• **Task directions**
Pull out every line with the word "building" from the entries below.
Excerpted records Start Marker
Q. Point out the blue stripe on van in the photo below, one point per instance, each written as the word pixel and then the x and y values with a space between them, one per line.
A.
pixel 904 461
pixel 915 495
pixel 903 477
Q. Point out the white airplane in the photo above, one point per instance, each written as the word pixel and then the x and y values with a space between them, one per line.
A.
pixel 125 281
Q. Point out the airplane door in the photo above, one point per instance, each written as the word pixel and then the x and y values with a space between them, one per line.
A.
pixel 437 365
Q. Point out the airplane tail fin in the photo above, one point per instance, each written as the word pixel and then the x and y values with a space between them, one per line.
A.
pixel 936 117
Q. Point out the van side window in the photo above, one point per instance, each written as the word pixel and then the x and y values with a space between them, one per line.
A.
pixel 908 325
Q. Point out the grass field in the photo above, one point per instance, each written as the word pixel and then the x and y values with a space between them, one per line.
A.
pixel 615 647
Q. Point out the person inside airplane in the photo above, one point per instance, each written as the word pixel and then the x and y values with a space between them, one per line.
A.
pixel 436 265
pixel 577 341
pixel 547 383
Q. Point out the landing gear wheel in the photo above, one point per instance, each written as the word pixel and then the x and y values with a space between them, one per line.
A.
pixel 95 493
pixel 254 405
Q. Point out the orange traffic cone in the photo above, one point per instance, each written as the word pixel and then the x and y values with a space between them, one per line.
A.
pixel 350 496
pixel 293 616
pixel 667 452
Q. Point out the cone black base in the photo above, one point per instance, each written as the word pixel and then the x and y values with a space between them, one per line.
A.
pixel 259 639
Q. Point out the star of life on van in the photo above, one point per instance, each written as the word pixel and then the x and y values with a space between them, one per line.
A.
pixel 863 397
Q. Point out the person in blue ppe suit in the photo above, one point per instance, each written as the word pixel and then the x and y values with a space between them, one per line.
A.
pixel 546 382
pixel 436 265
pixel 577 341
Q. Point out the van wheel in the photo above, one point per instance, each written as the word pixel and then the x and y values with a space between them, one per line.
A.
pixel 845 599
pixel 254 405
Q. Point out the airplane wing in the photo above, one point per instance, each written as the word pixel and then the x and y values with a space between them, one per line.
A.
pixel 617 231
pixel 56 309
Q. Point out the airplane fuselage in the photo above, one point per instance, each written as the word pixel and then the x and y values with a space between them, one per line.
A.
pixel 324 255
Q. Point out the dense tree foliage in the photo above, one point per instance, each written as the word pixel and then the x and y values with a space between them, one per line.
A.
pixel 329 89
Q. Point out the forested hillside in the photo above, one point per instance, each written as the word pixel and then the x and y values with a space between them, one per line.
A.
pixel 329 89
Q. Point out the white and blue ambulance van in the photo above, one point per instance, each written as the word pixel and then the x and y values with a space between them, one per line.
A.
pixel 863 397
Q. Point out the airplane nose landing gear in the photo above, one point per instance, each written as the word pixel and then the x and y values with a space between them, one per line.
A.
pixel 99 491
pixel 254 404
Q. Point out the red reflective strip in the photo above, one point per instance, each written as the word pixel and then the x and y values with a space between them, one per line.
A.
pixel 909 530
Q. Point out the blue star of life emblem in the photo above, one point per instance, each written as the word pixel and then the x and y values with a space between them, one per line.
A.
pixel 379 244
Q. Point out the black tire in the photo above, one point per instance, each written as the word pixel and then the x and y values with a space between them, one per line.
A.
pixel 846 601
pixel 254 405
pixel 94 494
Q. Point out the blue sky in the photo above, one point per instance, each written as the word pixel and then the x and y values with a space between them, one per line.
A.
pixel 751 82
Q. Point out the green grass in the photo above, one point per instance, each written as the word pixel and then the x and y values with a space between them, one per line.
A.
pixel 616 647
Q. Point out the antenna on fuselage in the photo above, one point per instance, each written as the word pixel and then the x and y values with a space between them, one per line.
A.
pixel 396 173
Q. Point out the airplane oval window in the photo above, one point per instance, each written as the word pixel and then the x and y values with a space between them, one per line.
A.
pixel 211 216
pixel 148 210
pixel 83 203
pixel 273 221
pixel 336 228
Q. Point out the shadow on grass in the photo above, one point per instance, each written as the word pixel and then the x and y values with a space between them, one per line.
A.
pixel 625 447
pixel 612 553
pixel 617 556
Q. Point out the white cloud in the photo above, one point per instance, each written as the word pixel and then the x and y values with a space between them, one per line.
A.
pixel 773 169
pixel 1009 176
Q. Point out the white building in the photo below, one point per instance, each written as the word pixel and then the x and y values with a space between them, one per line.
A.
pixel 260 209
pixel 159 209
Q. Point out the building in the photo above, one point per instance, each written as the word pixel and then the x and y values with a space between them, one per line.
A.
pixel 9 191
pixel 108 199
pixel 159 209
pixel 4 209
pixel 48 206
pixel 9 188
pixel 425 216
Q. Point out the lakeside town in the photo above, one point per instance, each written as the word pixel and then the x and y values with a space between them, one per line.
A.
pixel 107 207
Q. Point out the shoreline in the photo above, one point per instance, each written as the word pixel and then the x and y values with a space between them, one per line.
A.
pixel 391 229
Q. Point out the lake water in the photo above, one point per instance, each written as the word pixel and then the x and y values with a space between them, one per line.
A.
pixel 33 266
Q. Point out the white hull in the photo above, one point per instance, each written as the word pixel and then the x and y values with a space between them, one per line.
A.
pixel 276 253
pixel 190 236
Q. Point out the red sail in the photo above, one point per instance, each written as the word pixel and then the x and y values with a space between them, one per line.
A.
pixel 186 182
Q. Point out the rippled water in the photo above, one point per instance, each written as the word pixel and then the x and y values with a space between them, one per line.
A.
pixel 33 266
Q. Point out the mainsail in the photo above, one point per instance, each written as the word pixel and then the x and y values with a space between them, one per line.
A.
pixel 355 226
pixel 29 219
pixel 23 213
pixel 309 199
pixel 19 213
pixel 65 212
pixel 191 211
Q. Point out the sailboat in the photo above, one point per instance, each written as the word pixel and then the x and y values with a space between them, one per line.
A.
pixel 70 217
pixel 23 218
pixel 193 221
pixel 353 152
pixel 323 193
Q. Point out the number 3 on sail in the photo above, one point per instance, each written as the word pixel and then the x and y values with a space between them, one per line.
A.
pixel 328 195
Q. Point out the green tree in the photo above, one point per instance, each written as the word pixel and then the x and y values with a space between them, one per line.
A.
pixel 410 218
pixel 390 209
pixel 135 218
Excerpted records End Marker
• **Task result**
Q. Point out the white building in the photo below, one point per instance, each written as the word pixel and then the x and y values with a space between them, one per line.
Q. Point out the building in the photo above, one point per instance, each written as the word pixel and then the x and y values with a space between them, one per line.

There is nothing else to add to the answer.